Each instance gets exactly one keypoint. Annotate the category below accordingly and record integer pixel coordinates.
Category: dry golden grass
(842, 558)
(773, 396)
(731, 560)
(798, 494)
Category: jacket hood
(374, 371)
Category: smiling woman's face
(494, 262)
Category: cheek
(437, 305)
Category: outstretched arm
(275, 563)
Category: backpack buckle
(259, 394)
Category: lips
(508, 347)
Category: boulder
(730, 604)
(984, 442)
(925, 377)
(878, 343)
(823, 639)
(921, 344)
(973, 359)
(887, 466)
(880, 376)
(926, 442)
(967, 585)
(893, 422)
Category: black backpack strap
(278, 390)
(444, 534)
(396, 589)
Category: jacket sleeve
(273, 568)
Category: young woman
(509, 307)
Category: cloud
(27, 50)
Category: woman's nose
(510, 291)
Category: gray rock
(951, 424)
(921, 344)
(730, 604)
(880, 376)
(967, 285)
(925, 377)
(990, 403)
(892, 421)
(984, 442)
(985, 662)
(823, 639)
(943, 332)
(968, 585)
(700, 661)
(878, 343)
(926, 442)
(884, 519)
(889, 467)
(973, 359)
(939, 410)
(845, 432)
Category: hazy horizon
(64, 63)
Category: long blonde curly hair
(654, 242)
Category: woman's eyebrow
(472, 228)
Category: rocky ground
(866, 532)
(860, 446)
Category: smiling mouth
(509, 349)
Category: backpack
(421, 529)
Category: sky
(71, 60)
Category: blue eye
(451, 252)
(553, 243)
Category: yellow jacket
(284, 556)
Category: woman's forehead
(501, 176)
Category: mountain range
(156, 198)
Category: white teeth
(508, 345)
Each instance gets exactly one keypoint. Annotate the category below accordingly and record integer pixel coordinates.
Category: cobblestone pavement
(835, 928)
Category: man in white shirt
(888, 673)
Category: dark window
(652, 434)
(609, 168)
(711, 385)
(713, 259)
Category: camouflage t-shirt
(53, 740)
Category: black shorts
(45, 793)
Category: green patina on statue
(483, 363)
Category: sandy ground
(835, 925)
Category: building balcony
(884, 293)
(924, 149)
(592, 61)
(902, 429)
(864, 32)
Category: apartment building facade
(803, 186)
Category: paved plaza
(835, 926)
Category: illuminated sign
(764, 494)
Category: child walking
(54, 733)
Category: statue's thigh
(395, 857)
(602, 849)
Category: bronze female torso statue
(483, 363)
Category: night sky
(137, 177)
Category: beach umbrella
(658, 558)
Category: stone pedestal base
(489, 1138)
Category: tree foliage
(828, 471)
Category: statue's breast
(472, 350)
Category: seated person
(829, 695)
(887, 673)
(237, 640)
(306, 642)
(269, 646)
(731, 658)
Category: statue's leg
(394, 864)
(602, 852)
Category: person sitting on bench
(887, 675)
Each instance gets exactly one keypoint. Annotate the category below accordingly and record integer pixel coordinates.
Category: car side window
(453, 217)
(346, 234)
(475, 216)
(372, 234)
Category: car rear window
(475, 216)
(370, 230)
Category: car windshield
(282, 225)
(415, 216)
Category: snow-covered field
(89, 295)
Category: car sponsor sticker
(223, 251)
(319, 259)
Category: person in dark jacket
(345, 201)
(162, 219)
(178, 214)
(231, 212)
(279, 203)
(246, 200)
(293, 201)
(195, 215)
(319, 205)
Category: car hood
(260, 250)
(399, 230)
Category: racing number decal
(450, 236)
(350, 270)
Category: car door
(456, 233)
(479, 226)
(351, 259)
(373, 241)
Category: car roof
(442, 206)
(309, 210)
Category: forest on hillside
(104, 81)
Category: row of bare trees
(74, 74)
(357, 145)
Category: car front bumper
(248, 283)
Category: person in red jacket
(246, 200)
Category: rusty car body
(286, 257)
══════════════════════════════
Your objective: Give back all the data exactly as written.

Exercise answer:
Each instance gets exactly one keypoint. Annotate the category below accordingly and record integer pixel coordinates.
Category: dry golden grass
(842, 558)
(773, 396)
(731, 560)
(798, 494)
Category: jacket hood
(374, 371)
Category: smiling woman's face
(494, 262)
Category: cheek
(437, 305)
Category: outstretched arm
(275, 563)
Category: backpack buckle
(259, 394)
Category: lips
(508, 347)
Category: boulder
(730, 604)
(984, 442)
(925, 377)
(878, 343)
(823, 639)
(921, 344)
(973, 359)
(887, 466)
(880, 376)
(926, 442)
(967, 585)
(893, 422)
Category: black backpack strap
(278, 390)
(444, 534)
(396, 589)
Category: jacket sleeve
(273, 568)
Category: young woman
(509, 307)
Category: cloud
(27, 50)
Category: woman's nose
(510, 291)
Category: gray rock
(951, 424)
(921, 344)
(730, 604)
(880, 376)
(967, 285)
(925, 377)
(990, 403)
(892, 421)
(984, 442)
(985, 662)
(823, 639)
(943, 332)
(968, 585)
(700, 661)
(878, 343)
(926, 442)
(884, 519)
(889, 467)
(973, 359)
(939, 410)
(845, 432)
Category: hazy horizon
(64, 63)
Category: long blonde curly hair
(654, 242)
Category: woman's eyebrow
(472, 228)
Category: rocky ground
(866, 532)
(860, 446)
Category: smiling mouth
(509, 349)
Category: backpack
(421, 529)
Category: sky
(71, 60)
Category: blue eye
(451, 252)
(553, 243)
Category: yellow jacket
(284, 556)
Category: woman's forehead
(501, 176)
Category: mountain range
(156, 198)
Category: white teeth
(508, 345)
Each instance gets exactly one keypoint. Annotate the category below accordingly and record integer pixel coordinates.
Category: cobblestone pavement
(835, 928)
Category: man in white shirt
(888, 673)
Category: dark window
(652, 434)
(609, 168)
(711, 385)
(713, 259)
Category: camouflage t-shirt
(53, 740)
Category: black shorts
(45, 793)
Category: green patina on statue
(483, 363)
Category: sandy ground
(835, 925)
Category: building balcony
(884, 293)
(924, 149)
(592, 61)
(902, 429)
(864, 32)
Category: apartment building facade
(803, 186)
Category: paved plaza
(835, 926)
Category: illuminated sign
(764, 494)
Category: child walking
(54, 733)
Category: statue's thigh
(395, 857)
(602, 849)
Category: bronze female torso statue
(483, 363)
Category: night sky
(137, 177)
Category: beach umbrella
(658, 558)
Category: stone pedestal base
(489, 1138)
Category: tree foliage
(828, 471)
Category: statue's breast
(472, 350)
Category: seated person
(829, 695)
(887, 673)
(237, 640)
(306, 642)
(269, 646)
(731, 658)
Category: statue's leg
(394, 864)
(602, 852)
Category: person sitting on bench
(887, 675)
Each instance gets exactly one keypoint. Annotate the category below accordingly and record integer pixel coordinates.
Category: car side window
(453, 217)
(346, 234)
(475, 216)
(372, 234)
Category: car rear window
(475, 216)
(370, 230)
Category: car windshield
(282, 225)
(415, 216)
Category: snow-covered field
(89, 295)
Category: car sponsor sticker
(223, 251)
(319, 259)
Category: person in dark jacket
(345, 201)
(162, 219)
(178, 214)
(231, 212)
(279, 203)
(246, 200)
(293, 201)
(195, 215)
(319, 205)
Category: car hood
(260, 250)
(399, 230)
Category: racing number decal
(450, 236)
(350, 270)
Category: car door
(456, 233)
(479, 226)
(351, 259)
(373, 241)
Category: car roof
(442, 206)
(309, 210)
Category: forest on hillside
(104, 81)
Category: row of bare trees
(74, 74)
(357, 145)
Category: car front bumper
(248, 283)
Category: person in red jacket
(246, 200)
Category: rusty car body
(286, 257)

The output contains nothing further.